§ **Exercises**:
[1] In the text on AI-generated UI designs below, transcribe everything from "Another noteworthy observation" down to "or user needs.".
[2] Render this sentence from the text on AI-generated UI designs into Spanish: "Occasionally, we are uncertain of our exact desires until AI presents them to us."
[3] According to the text on AI-generated UI designs, why were Apple's HCI Guidelines worked into the prompt? Answer in one to three sentences.

§ **Selected text**:
******

Another noteworthy observation is that the UI design of these smart panels at the bottom appears to follow a similar layout pattern. However, I believe it would benefit from being more contextually adapted to the specific situation or user needs.

Step 3 —Run Eval: Promptfoo

I established and configured the evaluation process in Promptfoo using a Colab environment. The evaluation question was defined as follows: “Does this UI design effectively meet user needs within the given context while adhering to the AI role?” I incorporated 22 test scenarios into the evaluation set. After conducting multiple rounds of evaluation, I analyzed the results and iteratively refined the prompts until the desired performance was achieved. The eval results for the prompt looks like the one below:

I refine the prompts multiple times with the objective of determining whether AI can generate a user interface that not only meets user requirements but also adapts dynamically to the context, rather than simply producing a uniform template to populate the UI. Simultaneously, I reviewed Apple's HCI Guidelines and incorporated them into the prompt to enhance the specificity and clarity of the instructions, aligning with our objective to develop the MVP version of Apple Intelligence. Below is a snippet of the prompt and the generated UI iterations.

Details comparison—AI’s role is key

Occasionally, we are uncertain of our exact desires until AI presents them to us. Among these generative UI designs, although the core concepts are generally consistent, different prompts produce varying interfaces and prompt different actions. In the first scenario, I designate the AI as a proactive task manager with access to my calendar, enabling it to organize my day to maximize productivity. Additionally, by recognizing a busy schedule ahead, the AI is able to assist with placing food orders in advance.

******

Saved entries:

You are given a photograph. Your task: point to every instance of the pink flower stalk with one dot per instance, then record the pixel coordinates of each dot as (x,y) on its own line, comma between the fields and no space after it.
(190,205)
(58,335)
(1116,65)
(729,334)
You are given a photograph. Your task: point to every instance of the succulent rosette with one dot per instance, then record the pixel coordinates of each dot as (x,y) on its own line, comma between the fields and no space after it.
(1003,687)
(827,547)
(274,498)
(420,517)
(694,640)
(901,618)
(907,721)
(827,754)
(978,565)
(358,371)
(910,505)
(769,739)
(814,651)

******

§ **Expected outputs**:
[1]
Another noteworthy observation is that the UI design of these smart panels at the bottom appears to follow a similar layout pattern. However, I believe it would benefit from being more contextually adapted to the specific situation or user needs.

[2] A veces no sabemos con exactitud lo que queremos hasta que la IA nos lo muestra.

[3] They were added to make the prompt's instructions more specific and clear. This fit the goal of building an MVP version of Apple Intelligence.